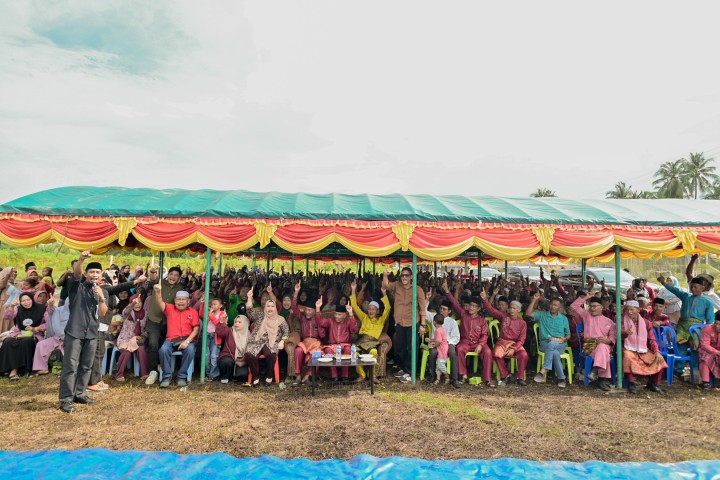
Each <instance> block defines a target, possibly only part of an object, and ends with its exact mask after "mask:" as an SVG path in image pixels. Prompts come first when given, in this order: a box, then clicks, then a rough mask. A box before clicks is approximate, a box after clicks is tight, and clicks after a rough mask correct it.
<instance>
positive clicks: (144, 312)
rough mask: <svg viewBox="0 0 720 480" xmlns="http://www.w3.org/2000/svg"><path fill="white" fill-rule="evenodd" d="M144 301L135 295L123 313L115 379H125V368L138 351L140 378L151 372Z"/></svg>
mask: <svg viewBox="0 0 720 480" xmlns="http://www.w3.org/2000/svg"><path fill="white" fill-rule="evenodd" d="M128 301H129V299H128ZM142 303H143V302H142V299H141V298H140V296H139V295H134V296H133V299H132V301H130V304H129V305H128V306H126V307H125V309H124V310H123V313H122V317H123V324H122V328H121V330H120V334H119V335H118V340H117V347H118V350H120V358H119V359H118V363H117V373H116V374H115V380H117V381H118V382H124V381H125V368H126V367H127V364H128V362H130V357H131V356H132V354H133V352H135V353H137V359H138V362H139V363H140V380H145V379H146V378H147V377H148V374H149V373H150V372H149V368H148V358H147V347H146V346H145V343H146V342H147V330H146V328H145V325H146V322H147V318H146V316H145V310H143V308H142Z"/></svg>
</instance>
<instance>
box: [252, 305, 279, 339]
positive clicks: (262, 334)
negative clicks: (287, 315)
mask: <svg viewBox="0 0 720 480" xmlns="http://www.w3.org/2000/svg"><path fill="white" fill-rule="evenodd" d="M268 301H271V300H268ZM273 303H274V302H273ZM283 320H285V319H284V318H283V317H281V316H280V315H279V314H278V313H277V305H275V314H274V315H268V314H267V312H266V313H265V316H264V318H263V321H262V325H260V330H259V331H258V333H257V338H258V339H260V338H262V336H263V334H264V333H267V334H268V344H269V345H275V342H276V341H277V334H278V331H279V330H280V323H281V322H282V321H283Z"/></svg>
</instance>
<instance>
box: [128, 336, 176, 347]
mask: <svg viewBox="0 0 720 480" xmlns="http://www.w3.org/2000/svg"><path fill="white" fill-rule="evenodd" d="M185 340H187V337H177V338H173V339H172V340H170V343H171V344H172V346H173V348H178V347H179V346H180V344H181V343H182V342H184V341H185ZM138 345H139V344H138Z"/></svg>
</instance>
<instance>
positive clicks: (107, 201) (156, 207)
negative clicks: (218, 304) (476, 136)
mask: <svg viewBox="0 0 720 480" xmlns="http://www.w3.org/2000/svg"><path fill="white" fill-rule="evenodd" d="M0 212H3V213H22V214H39V215H79V216H116V217H117V216H128V217H146V216H157V217H205V218H214V217H215V218H217V217H222V218H228V217H230V218H288V219H291V218H292V219H334V220H368V221H372V220H375V221H379V220H394V221H399V220H417V221H431V222H478V221H481V222H491V223H521V224H522V223H532V224H614V225H655V226H671V225H686V226H690V225H695V226H700V225H712V226H717V225H720V201H715V200H568V199H563V198H501V197H492V196H473V197H463V196H458V195H437V196H433V195H400V194H390V195H347V194H340V193H331V194H309V193H278V192H267V193H259V192H248V191H245V190H232V191H218V190H181V189H172V190H153V189H146V188H122V187H63V188H56V189H52V190H45V191H42V192H38V193H33V194H30V195H26V196H24V197H21V198H18V199H16V200H13V201H11V202H9V203H6V204H4V205H2V206H0Z"/></svg>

+ + + + + + +

Problem requirements
Once the pictures are removed, reproduce the remaining entries above exactly.

Your solution
Each <instance> block defines a target, possibly only part of an object, and ends with its exact mask after "mask:" as an SVG path in image pixels. Prompts come first when given, in this order: a box, then clicks, then a rough mask. A box before clicks is approximate, a box after clicks is tight, and clicks after a rough mask correct it.
<instance>
positive clicks: (144, 312)
rough mask: <svg viewBox="0 0 720 480" xmlns="http://www.w3.org/2000/svg"><path fill="white" fill-rule="evenodd" d="M144 301L135 295L123 313L115 379H125V368L138 351L140 378L151 372Z"/></svg>
mask: <svg viewBox="0 0 720 480" xmlns="http://www.w3.org/2000/svg"><path fill="white" fill-rule="evenodd" d="M128 301H129V299H128ZM142 303H143V302H142V299H141V298H140V296H139V295H134V296H133V299H132V301H130V304H129V305H128V306H126V307H125V309H124V310H123V313H122V317H123V324H122V328H121V330H120V334H119V335H118V340H117V347H118V350H120V358H119V359H118V363H117V373H116V374H115V380H117V381H118V382H124V381H125V368H126V367H127V364H128V362H130V357H131V356H132V354H133V352H135V353H137V359H138V362H139V363H140V380H145V379H146V378H147V377H148V374H149V373H150V372H149V368H148V358H147V347H146V346H145V343H146V342H147V330H146V328H145V325H146V322H147V318H146V316H145V310H143V308H142Z"/></svg>
</instance>
<instance>
box: [252, 305, 279, 339]
positive clicks: (262, 334)
negative clicks: (287, 315)
mask: <svg viewBox="0 0 720 480" xmlns="http://www.w3.org/2000/svg"><path fill="white" fill-rule="evenodd" d="M268 301H271V300H268ZM273 303H274V302H273ZM283 320H285V319H284V318H283V317H281V316H280V315H279V314H278V313H277V305H275V314H274V315H268V314H267V312H266V313H265V316H264V318H263V321H262V325H260V330H259V331H258V333H257V338H258V339H260V338H262V336H263V334H264V333H267V334H268V344H269V345H275V342H276V341H277V334H278V331H279V330H280V323H281V322H282V321H283Z"/></svg>
</instance>
<instance>
box: [128, 336, 176, 347]
mask: <svg viewBox="0 0 720 480" xmlns="http://www.w3.org/2000/svg"><path fill="white" fill-rule="evenodd" d="M185 340H187V337H177V338H173V339H172V340H170V343H171V344H172V346H173V348H178V347H179V346H180V344H181V343H182V342H184V341H185ZM138 345H139V344H138Z"/></svg>
</instance>
<instance>
positive clicks: (107, 201) (156, 207)
negative clicks: (218, 304) (476, 136)
mask: <svg viewBox="0 0 720 480" xmlns="http://www.w3.org/2000/svg"><path fill="white" fill-rule="evenodd" d="M0 212H3V213H22V214H39V215H79V216H116V217H117V216H128V217H146V216H157V217H205V218H214V217H215V218H217V217H222V218H228V217H230V218H288V219H291V218H292V219H334V220H368V221H372V220H375V221H379V220H394V221H399V220H417V221H431V222H478V221H481V222H491V223H521V224H522V223H532V224H614V225H655V226H671V225H686V226H690V225H695V226H700V225H712V226H717V225H720V201H715V200H568V199H563V198H501V197H492V196H473V197H463V196H458V195H437V196H433V195H400V194H390V195H347V194H340V193H331V194H309V193H278V192H267V193H259V192H248V191H245V190H232V191H218V190H181V189H172V190H153V189H146V188H122V187H63V188H56V189H52V190H45V191H42V192H38V193H33V194H30V195H26V196H24V197H21V198H18V199H16V200H13V201H11V202H9V203H6V204H4V205H2V206H0Z"/></svg>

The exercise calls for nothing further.